EXERCISE GOAL —
Determine how many lines in the material below contain the word "tree", and give that number without comment.

*** Opening SOURCE DATA ***

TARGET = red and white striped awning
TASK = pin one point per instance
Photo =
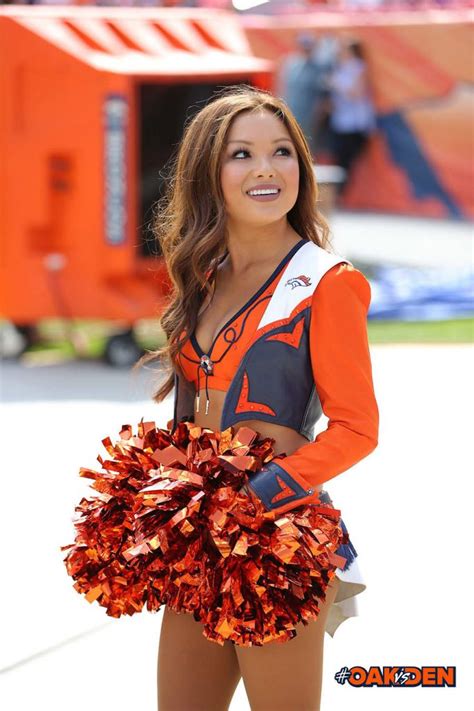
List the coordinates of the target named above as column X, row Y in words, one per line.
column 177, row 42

*** Closing SOURCE DATA ***
*** Opening SOURCE DATA ***

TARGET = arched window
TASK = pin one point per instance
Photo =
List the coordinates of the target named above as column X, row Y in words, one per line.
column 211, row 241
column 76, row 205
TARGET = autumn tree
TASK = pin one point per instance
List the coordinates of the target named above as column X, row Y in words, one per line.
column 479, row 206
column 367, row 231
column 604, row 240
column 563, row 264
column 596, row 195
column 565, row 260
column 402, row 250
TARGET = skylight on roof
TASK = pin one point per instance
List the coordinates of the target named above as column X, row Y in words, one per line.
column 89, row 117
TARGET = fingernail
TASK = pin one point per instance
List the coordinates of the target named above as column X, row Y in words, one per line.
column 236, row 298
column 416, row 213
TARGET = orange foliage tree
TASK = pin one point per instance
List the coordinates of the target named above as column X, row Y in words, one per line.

*** Closing SOURCE DATA ***

ANSWER TO THE PROBLEM —
2